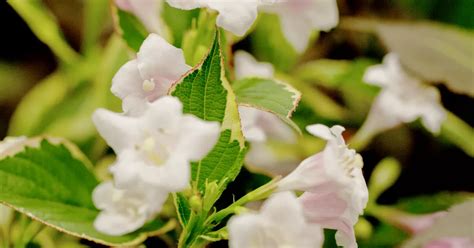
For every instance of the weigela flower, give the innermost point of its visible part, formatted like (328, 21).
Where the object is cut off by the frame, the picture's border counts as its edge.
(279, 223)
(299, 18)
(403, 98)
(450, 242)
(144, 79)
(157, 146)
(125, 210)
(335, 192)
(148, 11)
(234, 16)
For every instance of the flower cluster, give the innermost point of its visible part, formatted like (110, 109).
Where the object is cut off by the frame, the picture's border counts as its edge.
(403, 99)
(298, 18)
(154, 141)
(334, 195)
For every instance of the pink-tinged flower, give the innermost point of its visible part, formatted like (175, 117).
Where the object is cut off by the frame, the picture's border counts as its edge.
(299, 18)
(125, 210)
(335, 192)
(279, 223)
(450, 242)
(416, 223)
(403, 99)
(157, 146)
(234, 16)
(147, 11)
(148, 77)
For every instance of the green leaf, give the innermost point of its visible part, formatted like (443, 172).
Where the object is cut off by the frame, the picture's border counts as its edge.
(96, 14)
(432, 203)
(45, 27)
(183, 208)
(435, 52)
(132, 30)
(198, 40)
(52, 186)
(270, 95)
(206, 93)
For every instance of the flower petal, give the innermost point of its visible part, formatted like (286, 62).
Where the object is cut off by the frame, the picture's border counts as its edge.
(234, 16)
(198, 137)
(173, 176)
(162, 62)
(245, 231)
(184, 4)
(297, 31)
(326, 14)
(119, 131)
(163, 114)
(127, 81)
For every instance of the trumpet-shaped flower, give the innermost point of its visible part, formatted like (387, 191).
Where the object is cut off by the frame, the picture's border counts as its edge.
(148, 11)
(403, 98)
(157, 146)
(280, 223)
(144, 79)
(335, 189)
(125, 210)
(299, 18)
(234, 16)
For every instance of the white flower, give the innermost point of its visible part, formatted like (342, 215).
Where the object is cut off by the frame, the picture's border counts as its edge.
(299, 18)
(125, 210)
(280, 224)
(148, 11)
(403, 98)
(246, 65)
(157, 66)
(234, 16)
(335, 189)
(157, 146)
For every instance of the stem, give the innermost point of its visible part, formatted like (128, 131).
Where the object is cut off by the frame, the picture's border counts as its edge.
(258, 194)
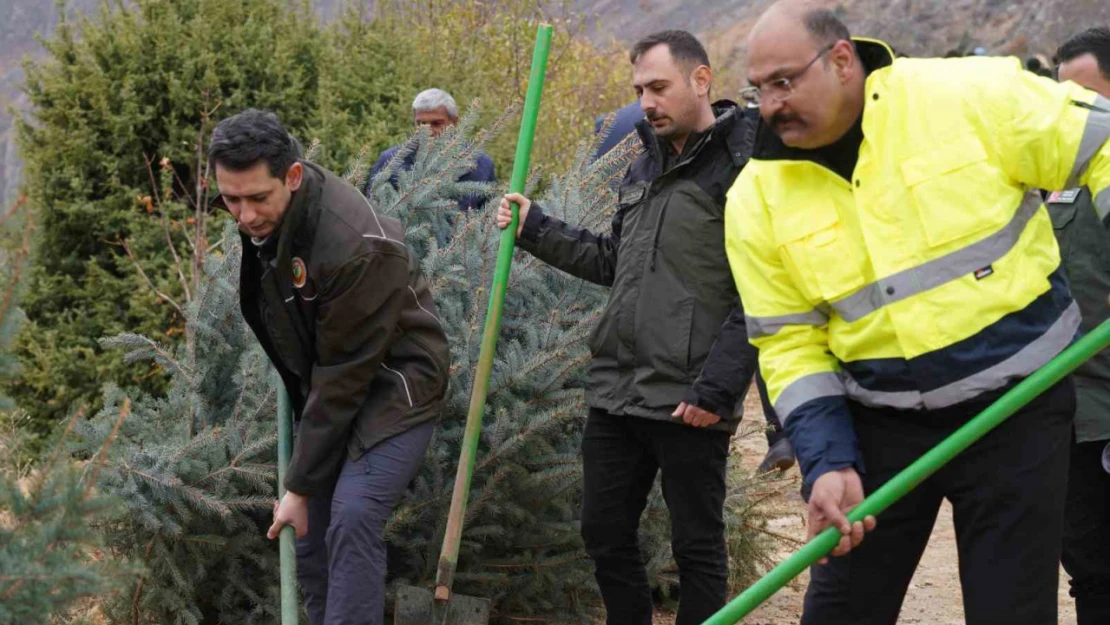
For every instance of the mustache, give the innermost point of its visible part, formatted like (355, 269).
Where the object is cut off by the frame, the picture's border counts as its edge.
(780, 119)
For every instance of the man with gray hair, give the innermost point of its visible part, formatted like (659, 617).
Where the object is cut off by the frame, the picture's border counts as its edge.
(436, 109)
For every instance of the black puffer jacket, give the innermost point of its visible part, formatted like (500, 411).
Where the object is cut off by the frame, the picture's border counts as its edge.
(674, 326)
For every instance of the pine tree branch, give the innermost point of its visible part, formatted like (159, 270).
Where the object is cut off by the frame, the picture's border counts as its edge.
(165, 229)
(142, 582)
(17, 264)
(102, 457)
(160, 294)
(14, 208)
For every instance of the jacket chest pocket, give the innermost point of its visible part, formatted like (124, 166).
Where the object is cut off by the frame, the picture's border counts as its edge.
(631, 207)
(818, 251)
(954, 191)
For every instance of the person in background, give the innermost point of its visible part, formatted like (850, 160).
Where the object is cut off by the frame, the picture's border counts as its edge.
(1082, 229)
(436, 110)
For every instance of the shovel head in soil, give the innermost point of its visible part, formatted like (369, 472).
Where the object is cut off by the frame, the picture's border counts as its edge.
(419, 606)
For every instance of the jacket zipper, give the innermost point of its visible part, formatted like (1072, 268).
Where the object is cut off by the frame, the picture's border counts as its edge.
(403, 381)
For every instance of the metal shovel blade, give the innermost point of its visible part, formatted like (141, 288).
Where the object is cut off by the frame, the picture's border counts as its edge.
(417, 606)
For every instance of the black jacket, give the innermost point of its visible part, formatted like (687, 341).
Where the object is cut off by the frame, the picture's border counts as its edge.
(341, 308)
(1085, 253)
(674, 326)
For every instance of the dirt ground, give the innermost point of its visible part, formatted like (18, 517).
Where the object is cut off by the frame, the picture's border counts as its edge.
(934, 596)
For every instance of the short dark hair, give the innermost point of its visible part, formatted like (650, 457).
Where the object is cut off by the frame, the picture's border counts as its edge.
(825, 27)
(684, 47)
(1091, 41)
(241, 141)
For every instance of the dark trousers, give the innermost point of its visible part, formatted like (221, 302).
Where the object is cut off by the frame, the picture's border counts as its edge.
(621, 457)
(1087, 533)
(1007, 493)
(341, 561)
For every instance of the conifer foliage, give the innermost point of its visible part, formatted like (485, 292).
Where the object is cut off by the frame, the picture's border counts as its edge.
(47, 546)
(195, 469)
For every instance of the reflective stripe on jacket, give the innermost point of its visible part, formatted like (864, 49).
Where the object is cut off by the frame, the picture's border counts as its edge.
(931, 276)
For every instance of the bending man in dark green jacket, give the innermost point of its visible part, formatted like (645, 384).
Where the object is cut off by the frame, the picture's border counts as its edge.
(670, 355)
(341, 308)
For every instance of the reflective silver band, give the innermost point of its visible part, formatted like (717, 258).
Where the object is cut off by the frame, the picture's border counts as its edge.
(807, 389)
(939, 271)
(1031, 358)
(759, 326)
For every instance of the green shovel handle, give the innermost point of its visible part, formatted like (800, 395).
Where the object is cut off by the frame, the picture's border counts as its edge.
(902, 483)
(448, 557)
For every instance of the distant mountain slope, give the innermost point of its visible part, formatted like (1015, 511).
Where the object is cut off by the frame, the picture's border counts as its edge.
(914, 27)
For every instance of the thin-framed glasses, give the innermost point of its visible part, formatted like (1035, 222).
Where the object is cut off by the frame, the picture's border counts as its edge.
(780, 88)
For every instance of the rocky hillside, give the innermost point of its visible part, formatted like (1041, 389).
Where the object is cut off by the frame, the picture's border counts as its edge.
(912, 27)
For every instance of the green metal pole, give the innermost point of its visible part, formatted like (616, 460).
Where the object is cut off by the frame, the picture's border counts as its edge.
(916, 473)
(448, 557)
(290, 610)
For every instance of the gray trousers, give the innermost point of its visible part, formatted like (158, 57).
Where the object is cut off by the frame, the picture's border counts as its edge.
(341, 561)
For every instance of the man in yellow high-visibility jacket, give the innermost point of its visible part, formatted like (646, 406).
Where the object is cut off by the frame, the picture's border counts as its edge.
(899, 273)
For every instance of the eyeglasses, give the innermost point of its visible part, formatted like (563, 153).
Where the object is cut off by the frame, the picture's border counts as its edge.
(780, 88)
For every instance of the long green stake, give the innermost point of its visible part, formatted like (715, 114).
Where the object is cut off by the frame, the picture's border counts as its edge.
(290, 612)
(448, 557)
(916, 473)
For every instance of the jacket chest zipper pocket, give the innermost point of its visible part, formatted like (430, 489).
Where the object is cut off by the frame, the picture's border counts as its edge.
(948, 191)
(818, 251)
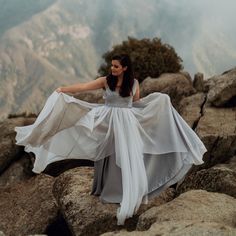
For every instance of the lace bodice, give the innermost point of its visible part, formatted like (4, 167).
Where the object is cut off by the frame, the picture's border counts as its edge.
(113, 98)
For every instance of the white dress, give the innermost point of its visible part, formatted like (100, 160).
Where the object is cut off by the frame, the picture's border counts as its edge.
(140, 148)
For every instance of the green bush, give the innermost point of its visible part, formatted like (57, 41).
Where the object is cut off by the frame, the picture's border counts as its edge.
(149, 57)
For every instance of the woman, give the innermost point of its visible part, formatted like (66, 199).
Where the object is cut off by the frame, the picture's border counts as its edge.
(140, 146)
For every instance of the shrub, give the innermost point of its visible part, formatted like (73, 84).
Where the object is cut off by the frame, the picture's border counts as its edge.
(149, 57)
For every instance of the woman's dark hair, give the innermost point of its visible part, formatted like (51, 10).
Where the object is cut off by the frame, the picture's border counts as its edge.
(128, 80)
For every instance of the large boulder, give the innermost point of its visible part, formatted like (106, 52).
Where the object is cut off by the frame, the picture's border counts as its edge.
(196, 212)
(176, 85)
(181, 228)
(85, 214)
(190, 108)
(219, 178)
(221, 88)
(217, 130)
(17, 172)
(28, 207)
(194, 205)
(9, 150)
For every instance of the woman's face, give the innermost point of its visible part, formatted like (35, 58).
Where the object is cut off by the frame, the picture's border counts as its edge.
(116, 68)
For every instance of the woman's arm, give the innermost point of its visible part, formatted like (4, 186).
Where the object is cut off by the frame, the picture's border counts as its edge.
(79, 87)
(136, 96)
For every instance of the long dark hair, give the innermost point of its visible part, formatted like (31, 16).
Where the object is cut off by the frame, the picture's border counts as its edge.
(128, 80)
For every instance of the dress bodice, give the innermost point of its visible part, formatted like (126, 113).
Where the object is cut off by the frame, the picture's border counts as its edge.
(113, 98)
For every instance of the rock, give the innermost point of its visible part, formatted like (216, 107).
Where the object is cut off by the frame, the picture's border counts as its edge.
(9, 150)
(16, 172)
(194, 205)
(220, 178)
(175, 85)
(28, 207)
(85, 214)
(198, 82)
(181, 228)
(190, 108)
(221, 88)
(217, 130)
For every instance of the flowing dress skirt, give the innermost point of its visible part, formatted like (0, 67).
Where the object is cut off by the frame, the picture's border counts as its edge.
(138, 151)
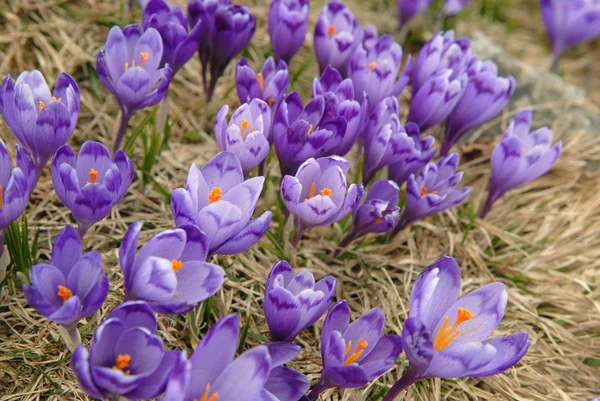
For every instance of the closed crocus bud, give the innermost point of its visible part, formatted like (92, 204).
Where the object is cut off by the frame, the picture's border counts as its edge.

**Exercise**
Make an exact copy of only those lines that run from the line with "For every instance of the large" through the end of the records, excluding pictures.

**Reply**
For every instance of the large boulder, give the innermost point of its visible part, formatted like (106, 52).
Where the object is cut off by the frame, the picture's border counts as its edge.
(196, 212)
(176, 85)
(181, 228)
(85, 214)
(190, 108)
(219, 178)
(221, 88)
(217, 130)
(17, 172)
(28, 207)
(194, 205)
(9, 150)
For every instance of the woman's face, give the innermost point of its visible part, formatted like (35, 58).
Where the object is cut off by the frame, the picture's border counts as its edge.
(116, 68)
For every instance of the woman's arm, give the innermost point of its visible part, formatted like (4, 186).
Where the object is cut off by the frame, the picture's border counts as its edge.
(79, 87)
(136, 96)
For every instance of the long dark hair, give the innermost point of its visible part, formatted like (31, 16).
Where the object is cut off by the frame, the picture's border counts as its edge.
(128, 80)
For every instance of the dress bodice, give the innermost point of its visible part, formatted like (126, 113).
Where the object is cut off by the frame, the picture's border counts as its edge.
(113, 98)
For every instance of the rock, give the innermost point of its visible part, formatted like (216, 107).
Where the object is cut off by the frame, the picture's border counts as its edge.
(9, 150)
(16, 172)
(194, 205)
(220, 178)
(175, 85)
(28, 207)
(85, 214)
(198, 82)
(181, 228)
(190, 108)
(221, 88)
(217, 130)
For every instance of the flowing dress skirt, give the innermost point of its visible part, formatted like (0, 67).
Where the object is cut off by the frame, the picture's border counts as its edge.
(138, 151)
For every instance of the closed crocus bud, give the innermost point of its visible part, formatted like (92, 204).
Where the object is cut off by the frame, the picture's border counts as its edge.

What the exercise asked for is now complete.